--- BEGIN Record extracts ---

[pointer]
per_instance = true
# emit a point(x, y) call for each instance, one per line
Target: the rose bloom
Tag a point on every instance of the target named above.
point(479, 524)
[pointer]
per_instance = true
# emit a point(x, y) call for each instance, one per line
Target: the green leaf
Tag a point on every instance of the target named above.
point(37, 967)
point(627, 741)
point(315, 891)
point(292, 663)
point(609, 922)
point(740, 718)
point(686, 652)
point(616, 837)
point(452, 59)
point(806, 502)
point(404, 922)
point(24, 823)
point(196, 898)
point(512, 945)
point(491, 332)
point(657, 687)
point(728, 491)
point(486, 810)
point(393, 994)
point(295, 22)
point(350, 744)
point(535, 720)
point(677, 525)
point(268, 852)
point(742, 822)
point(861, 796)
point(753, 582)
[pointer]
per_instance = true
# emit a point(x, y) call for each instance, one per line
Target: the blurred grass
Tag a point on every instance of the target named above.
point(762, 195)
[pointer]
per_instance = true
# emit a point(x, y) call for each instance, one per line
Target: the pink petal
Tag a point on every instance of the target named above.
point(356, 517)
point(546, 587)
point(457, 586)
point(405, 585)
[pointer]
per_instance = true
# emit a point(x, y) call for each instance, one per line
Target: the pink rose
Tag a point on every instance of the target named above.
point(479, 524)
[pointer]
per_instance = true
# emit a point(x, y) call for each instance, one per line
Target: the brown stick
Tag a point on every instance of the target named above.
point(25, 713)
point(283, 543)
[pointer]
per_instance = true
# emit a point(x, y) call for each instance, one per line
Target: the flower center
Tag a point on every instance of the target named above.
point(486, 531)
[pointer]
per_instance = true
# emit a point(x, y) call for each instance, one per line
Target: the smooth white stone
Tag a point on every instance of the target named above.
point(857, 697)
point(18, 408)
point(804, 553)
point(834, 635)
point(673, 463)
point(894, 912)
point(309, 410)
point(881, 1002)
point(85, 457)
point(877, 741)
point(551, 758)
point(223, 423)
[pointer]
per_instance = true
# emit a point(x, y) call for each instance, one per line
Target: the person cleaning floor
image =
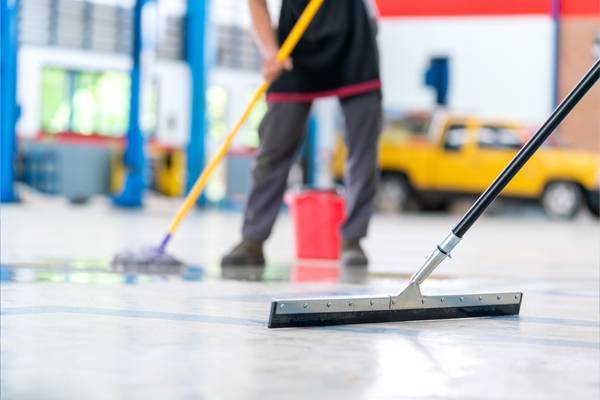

--- END Record extracts ---

• Task prompt
Rewrite all the lines above with "pointer" renamed to "locator", keeping everything else the same, and leave the pictures out of your answer.

• Written response
[locator]
per_instance = true
# emit a point(x, y) call for each instance, one per line
Target: the rose bloom
Tag a point on every instance of the target named above.
point(479, 524)
[locator]
per_instance = true
# emit a point(x, y) call for each instance, one per line
Target: the green leaf
Tag a point on every instance of the target named above.
point(37, 967)
point(627, 741)
point(315, 891)
point(292, 663)
point(609, 922)
point(740, 718)
point(686, 652)
point(616, 837)
point(452, 59)
point(806, 502)
point(404, 922)
point(24, 823)
point(196, 898)
point(512, 945)
point(491, 332)
point(657, 687)
point(728, 491)
point(486, 810)
point(393, 994)
point(295, 22)
point(350, 744)
point(535, 720)
point(677, 525)
point(268, 852)
point(742, 822)
point(861, 796)
point(753, 582)
[locator]
per_instance = true
# emit a point(x, y) call for each instance, one per line
Target: the blurred grass
Tag a point on every instance of the target named above.
point(762, 195)
[locator]
per_instance = true
# emit a point(x, y) call for each instance, one per line
Target: the pink petal
Tag a point on every instance of the target named above.
point(356, 517)
point(546, 587)
point(457, 586)
point(405, 585)
[locator]
per_instance = true
# emit a point(x, y) call for each instance, one per line
Target: the pink rose
Tag a point on every instance of the target named above.
point(479, 524)
[locator]
per_instance = true
# emit a point(x, y) call for each instance, one per line
Target: the brown stick
Tag a point on every instance of the target named above.
point(25, 713)
point(283, 543)
[locator]
per_instance = true
# emit a point(x, y) call for each instance, one per line
Target: the flower center
Tag a point on every instance of the target named above.
point(486, 531)
[locator]
per_instance = true
# emit a point(x, y) call for each instance, one per line
Target: the smooth white stone
Tag a point on every instance of the target named above.
point(857, 697)
point(18, 408)
point(804, 553)
point(834, 635)
point(673, 463)
point(894, 912)
point(309, 410)
point(881, 1002)
point(85, 457)
point(877, 741)
point(551, 758)
point(223, 423)
[locator]
per_instance = true
# emit a point(x, y) call for each instance, one per line
Target: the person cleaning floor
image =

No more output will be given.